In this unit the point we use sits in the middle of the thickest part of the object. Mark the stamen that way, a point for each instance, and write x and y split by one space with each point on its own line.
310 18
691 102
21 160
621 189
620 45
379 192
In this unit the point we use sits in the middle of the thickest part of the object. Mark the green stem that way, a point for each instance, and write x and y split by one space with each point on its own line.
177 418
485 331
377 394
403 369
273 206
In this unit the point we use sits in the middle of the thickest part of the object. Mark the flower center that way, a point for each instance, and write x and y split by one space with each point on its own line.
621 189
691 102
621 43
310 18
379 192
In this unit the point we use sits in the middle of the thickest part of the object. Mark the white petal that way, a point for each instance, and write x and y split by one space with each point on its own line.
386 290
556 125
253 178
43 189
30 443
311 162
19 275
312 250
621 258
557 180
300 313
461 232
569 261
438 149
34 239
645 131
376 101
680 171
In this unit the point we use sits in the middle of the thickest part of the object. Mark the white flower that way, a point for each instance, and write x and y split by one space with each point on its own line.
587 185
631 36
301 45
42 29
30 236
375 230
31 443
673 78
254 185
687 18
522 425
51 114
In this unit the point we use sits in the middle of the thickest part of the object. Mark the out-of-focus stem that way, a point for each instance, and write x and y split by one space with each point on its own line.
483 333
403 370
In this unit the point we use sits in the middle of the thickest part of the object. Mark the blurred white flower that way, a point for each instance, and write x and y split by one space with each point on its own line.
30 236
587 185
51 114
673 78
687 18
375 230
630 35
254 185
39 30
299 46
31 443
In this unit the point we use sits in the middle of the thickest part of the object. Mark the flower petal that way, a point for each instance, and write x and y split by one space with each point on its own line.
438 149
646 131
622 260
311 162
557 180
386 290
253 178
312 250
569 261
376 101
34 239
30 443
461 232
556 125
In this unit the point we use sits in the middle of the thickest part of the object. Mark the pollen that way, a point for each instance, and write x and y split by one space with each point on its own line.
....
TASK PROMPT ::
Give back the full listing above verbatim.

COMPLETED EXERCISE ::
In this unit the point we use sits in the middle of the thickest part of the object. Mark the stamen that way, a point for each instance, and write x and y split by one space with each point on its own line.
310 18
691 102
21 160
621 189
620 45
379 192
In this unit the point we use sits in the middle of the thickest part of the object. Mark the green stem that way, a point for each instance, and write x and y split by one space with each point on its own line.
177 418
485 331
377 394
403 369
273 206
In this unit the point we use sits in the middle of the thickest part of the object. Mark the flower center that way, a point for each instance, and write x and y split by one space with each point on its own line.
621 189
691 102
621 43
310 18
379 192
In this unit the point we use sits in the middle of the thickest part of the object. Mark the white petal that way, a point for each instance, and write x and y split by one space with each point on its own line.
386 290
556 125
253 178
43 189
30 443
311 162
19 275
312 250
621 258
557 180
300 313
461 232
569 261
438 149
34 239
645 131
376 101
680 171
In this unit the point we use sits in the middle of the thickest part of the object. Mark the white flower that way, a point for each instance, and write x and y split by one space with each point on its own line.
587 185
631 36
301 45
42 29
30 236
375 230
31 443
673 78
254 185
687 18
522 425
51 114
In this unit the point we use sits in the middle of the thickest part of the object. Mark the out-of-focus stem that way, a point for each instance, and write x and y split by one space with each point on its own line.
483 333
403 370
In this unit the point we use sits in the middle of the thickest part of the object. Mark the blurred white flower that way, a point for each instance, and write x and y split by one space with each point on its own line.
30 236
587 185
51 114
673 78
687 18
375 230
630 35
254 185
39 30
299 46
31 443
In this unit the point we use sits in the middle of the thickest part of the object. Mark the flower petal that way, a point for each instance, and write x and y split by one space with each point on its own line.
438 149
646 131
622 260
311 162
557 180
386 290
253 178
312 250
569 261
376 101
34 239
30 443
461 232
556 125
In this unit the point we use sits in the middle of the thickest part of the object. Mark the pollen that way, a point for each instance, and write x and y split by one space with each point on its own line.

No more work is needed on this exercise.